§ DIRECTION:
Please quote the material exactly, every line of it.

Coordinate labeling data:
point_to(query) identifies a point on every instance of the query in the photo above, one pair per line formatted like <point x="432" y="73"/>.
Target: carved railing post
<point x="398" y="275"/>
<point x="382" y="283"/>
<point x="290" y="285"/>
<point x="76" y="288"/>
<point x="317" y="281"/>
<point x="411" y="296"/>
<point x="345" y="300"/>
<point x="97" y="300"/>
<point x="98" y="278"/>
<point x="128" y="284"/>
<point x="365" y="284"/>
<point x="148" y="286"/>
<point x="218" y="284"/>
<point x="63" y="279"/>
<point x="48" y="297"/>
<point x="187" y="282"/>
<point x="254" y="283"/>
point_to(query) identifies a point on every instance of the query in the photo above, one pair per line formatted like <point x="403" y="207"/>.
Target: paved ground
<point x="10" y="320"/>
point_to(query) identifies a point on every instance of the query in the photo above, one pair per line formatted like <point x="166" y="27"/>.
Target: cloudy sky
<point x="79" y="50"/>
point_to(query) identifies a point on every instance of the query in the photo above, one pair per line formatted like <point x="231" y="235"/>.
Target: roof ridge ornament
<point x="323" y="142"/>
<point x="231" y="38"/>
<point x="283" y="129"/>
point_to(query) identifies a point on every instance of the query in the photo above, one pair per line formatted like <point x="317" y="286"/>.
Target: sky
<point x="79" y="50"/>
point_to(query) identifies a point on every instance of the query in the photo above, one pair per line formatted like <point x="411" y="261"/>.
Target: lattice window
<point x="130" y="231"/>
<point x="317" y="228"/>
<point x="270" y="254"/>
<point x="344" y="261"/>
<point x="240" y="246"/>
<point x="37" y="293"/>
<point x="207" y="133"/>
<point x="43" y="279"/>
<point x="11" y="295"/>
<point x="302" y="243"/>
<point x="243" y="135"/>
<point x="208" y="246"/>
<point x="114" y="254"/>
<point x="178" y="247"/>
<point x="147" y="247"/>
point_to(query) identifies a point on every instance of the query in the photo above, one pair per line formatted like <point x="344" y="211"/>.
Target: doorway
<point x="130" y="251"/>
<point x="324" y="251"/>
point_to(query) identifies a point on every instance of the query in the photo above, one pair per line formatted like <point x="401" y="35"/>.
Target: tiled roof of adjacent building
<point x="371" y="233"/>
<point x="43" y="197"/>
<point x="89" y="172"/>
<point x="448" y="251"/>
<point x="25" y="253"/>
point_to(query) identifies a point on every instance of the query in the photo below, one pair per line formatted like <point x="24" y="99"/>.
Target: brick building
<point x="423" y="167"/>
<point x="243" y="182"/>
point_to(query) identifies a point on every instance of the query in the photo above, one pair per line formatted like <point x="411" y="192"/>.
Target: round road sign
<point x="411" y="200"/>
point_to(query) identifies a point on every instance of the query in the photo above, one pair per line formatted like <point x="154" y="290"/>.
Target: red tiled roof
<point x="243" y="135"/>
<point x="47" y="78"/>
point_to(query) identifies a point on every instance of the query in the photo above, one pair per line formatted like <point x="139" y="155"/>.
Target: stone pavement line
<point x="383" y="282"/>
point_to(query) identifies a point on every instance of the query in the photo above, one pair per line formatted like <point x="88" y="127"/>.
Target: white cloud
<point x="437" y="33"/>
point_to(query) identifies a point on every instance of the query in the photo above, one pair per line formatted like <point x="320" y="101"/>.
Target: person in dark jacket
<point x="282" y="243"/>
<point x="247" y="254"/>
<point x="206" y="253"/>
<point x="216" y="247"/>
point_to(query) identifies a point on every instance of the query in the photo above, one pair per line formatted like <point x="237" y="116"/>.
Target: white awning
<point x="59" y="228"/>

§ TASK OUTPUT:
point_to(query) identifies a point on every instance of the query in the photo above, one pair per line formatted like <point x="432" y="73"/>.
Target: carved railing post
<point x="398" y="275"/>
<point x="382" y="283"/>
<point x="290" y="285"/>
<point x="76" y="288"/>
<point x="317" y="281"/>
<point x="411" y="296"/>
<point x="345" y="300"/>
<point x="97" y="300"/>
<point x="98" y="278"/>
<point x="128" y="284"/>
<point x="365" y="284"/>
<point x="148" y="286"/>
<point x="218" y="284"/>
<point x="63" y="279"/>
<point x="48" y="297"/>
<point x="187" y="282"/>
<point x="254" y="283"/>
point_to(query) identifies a point on every instance of the query in the photo above, one pair per line formatted like <point x="403" y="207"/>.
Target: paved ground
<point x="10" y="320"/>
point_to(query) identifies a point on every instance of the query in the photo above, one pair per line formatted like <point x="166" y="27"/>.
Target: cloudy sky
<point x="79" y="50"/>
point_to(query) identifies a point on every instance of the query in the photo above, one pair per line formatted like <point x="231" y="235"/>.
Target: roof ridge ornament
<point x="323" y="142"/>
<point x="231" y="38"/>
<point x="283" y="129"/>
point_to(query) identifies a point on every instance of the query in the photo above, one pair per line formatted like <point x="317" y="286"/>.
Target: sky
<point x="79" y="50"/>
point_to(query) identifies a point on every instance of the query in the photo above, one pair per line formatted like <point x="411" y="261"/>.
Target: lattice window
<point x="130" y="231"/>
<point x="317" y="228"/>
<point x="270" y="254"/>
<point x="344" y="261"/>
<point x="240" y="246"/>
<point x="37" y="293"/>
<point x="207" y="133"/>
<point x="43" y="279"/>
<point x="11" y="295"/>
<point x="302" y="243"/>
<point x="243" y="135"/>
<point x="208" y="246"/>
<point x="114" y="254"/>
<point x="178" y="247"/>
<point x="147" y="247"/>
point_to(query) identifies a point on every instance of the query in the photo above, one pair per line formatted like <point x="344" y="211"/>.
Target: doorway
<point x="130" y="251"/>
<point x="324" y="251"/>
point_to(query) identifies a point on every instance of the query in the photo above, one pair per line formatted like <point x="401" y="35"/>.
Target: tiled roof of adjacent building
<point x="371" y="233"/>
<point x="43" y="197"/>
<point x="89" y="172"/>
<point x="448" y="251"/>
<point x="25" y="253"/>
point_to(query) identifies a point on every instance of the query in the photo below, one pair per line formatted like <point x="24" y="99"/>.
Target: brick building
<point x="423" y="167"/>
<point x="243" y="182"/>
point_to(query) identifies a point on every instance of the query in the photo above, one pair per line formatted like <point x="411" y="192"/>.
Target: round road sign
<point x="411" y="200"/>
point_to(query) identifies a point on every instance of the query in the photo above, one pair per line formatted like <point x="154" y="290"/>.
Target: red tiled roof
<point x="243" y="135"/>
<point x="47" y="78"/>
point_to(query) identifies a point on every instance of the query in the photo above, one pair per line formatted like <point x="139" y="155"/>.
Target: stone pavement line
<point x="383" y="282"/>
point_to(query) identifies a point on every instance of the query in the photo above, one pair per line formatted like <point x="88" y="127"/>.
Target: white cloud
<point x="437" y="33"/>
point_to(query) identifies a point on every instance of the query in the photo above, one pair per line formatted like <point x="320" y="101"/>.
Target: person in dark jacket
<point x="282" y="243"/>
<point x="247" y="254"/>
<point x="206" y="253"/>
<point x="216" y="247"/>
point_to(query) identifies a point on every instance of the query in the photo above, one pair per line formatted like <point x="237" y="116"/>.
Target: white awning
<point x="59" y="228"/>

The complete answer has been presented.